▸ What you need to do: What is needed is an exact copy of the entries below, from the line that contains "Q: Which region of the image contains the driftwood?" through the final line, both included, and nothing else.

Annotated photo localization data
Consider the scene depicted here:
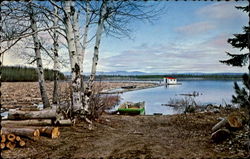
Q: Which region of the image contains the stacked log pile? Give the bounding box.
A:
[1,134,26,150]
[1,108,71,151]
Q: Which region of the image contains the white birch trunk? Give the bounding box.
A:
[29,4,50,109]
[84,1,107,114]
[81,2,90,74]
[64,1,82,112]
[52,6,59,105]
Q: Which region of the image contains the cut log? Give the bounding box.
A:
[1,119,53,126]
[6,141,16,150]
[8,109,57,120]
[227,114,243,129]
[19,140,26,147]
[1,134,6,143]
[55,119,72,126]
[7,133,16,142]
[38,127,60,139]
[212,118,228,132]
[2,127,40,139]
[1,142,5,149]
[15,136,21,142]
[211,128,230,143]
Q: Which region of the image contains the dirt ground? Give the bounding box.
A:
[2,110,249,159]
[1,82,249,158]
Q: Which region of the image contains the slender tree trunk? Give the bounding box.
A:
[52,6,59,105]
[29,4,50,109]
[80,2,90,92]
[64,1,83,112]
[84,1,107,114]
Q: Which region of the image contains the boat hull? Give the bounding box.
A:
[118,101,145,115]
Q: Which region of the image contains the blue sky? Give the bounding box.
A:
[5,1,248,74]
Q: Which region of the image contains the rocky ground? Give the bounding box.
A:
[1,82,250,158]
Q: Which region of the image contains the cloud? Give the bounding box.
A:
[196,2,246,20]
[175,21,216,35]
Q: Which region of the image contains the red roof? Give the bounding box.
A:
[164,77,176,79]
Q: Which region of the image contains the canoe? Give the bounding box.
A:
[118,101,145,115]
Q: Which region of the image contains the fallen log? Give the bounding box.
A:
[1,134,6,143]
[7,109,57,120]
[212,118,228,132]
[55,119,72,126]
[1,142,5,149]
[7,134,16,142]
[2,127,40,139]
[38,127,60,139]
[6,141,16,150]
[211,128,230,143]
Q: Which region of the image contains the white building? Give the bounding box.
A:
[163,77,177,85]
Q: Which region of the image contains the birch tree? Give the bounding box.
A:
[28,2,51,108]
[83,0,164,115]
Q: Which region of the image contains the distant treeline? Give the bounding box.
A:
[94,73,243,81]
[1,66,65,82]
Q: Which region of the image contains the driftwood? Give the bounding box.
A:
[212,118,228,132]
[2,127,40,139]
[37,127,60,139]
[8,109,57,120]
[211,128,230,143]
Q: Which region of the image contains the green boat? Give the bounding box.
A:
[118,101,145,115]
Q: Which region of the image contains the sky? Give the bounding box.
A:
[4,1,249,74]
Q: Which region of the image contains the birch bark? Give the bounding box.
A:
[64,1,82,112]
[84,1,107,113]
[29,3,50,109]
[52,6,59,105]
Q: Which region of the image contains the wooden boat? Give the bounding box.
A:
[121,85,136,89]
[118,101,145,115]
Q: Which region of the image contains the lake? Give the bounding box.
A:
[119,80,241,115]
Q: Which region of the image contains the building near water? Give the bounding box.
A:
[163,77,177,85]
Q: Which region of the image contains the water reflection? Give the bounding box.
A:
[120,80,240,115]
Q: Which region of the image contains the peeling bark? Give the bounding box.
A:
[29,4,50,109]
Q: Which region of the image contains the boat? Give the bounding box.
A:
[121,85,136,89]
[118,101,145,115]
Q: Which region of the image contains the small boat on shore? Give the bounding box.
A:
[118,101,145,115]
[121,85,137,89]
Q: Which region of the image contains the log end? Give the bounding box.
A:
[6,141,16,150]
[34,129,40,137]
[1,143,5,150]
[19,140,26,147]
[7,133,16,142]
[1,134,6,143]
[15,136,21,142]
[227,114,243,128]
[51,127,60,139]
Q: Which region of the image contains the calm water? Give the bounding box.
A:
[119,80,241,115]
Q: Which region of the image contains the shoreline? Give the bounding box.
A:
[100,82,162,94]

▸ Task solution:
Q: Which region of the image contains the driftwood? Give the bounding box.
A:
[212,118,228,132]
[2,127,40,139]
[37,127,60,139]
[8,109,57,120]
[211,128,230,143]
Q: Which region of the image contains the green boat? Give the bounding box.
A:
[118,101,145,115]
Q: Which region of the image contains the sky? Give the bounding box.
A:
[4,1,249,74]
Q: Which region of the image contains the birch bark? Give the bounding box.
A:
[64,1,82,112]
[84,1,107,113]
[29,3,50,109]
[52,6,59,105]
Q: Which region of the image contains the wooden boat? Give the bounding box.
A:
[121,85,136,89]
[118,101,145,115]
Q: Which region of the image contains the lake? Give the bounding box.
A:
[119,80,241,115]
Q: Which region of the image contains the building near water? Give the bounding box.
A:
[163,77,177,85]
Q: Which region of the image contains the water reflection? Give the bounding box.
A:
[120,80,240,115]
Q: Which region of the image contains the peeling bark? Give the bounding box.
A:
[29,4,50,109]
Q: Which region of the image contains the boat? Give the bounding box.
A:
[121,85,136,89]
[118,101,145,115]
Q: Which region of the image contains the small boat on shore? Give the bounding box.
A:
[118,101,145,115]
[121,85,137,89]
Q: Which region of the image contains the log end? Give the bounding box.
A:
[6,141,16,150]
[34,129,40,137]
[1,143,5,150]
[19,140,26,147]
[7,133,16,142]
[1,134,6,143]
[15,136,21,142]
[227,114,243,128]
[51,127,60,139]
Q: Which region of the image contains the calm water? Give the bounding box.
A:
[119,80,241,115]
Q: Which region of the image contains the shoreline? Give the bounding box.
A:
[100,82,162,94]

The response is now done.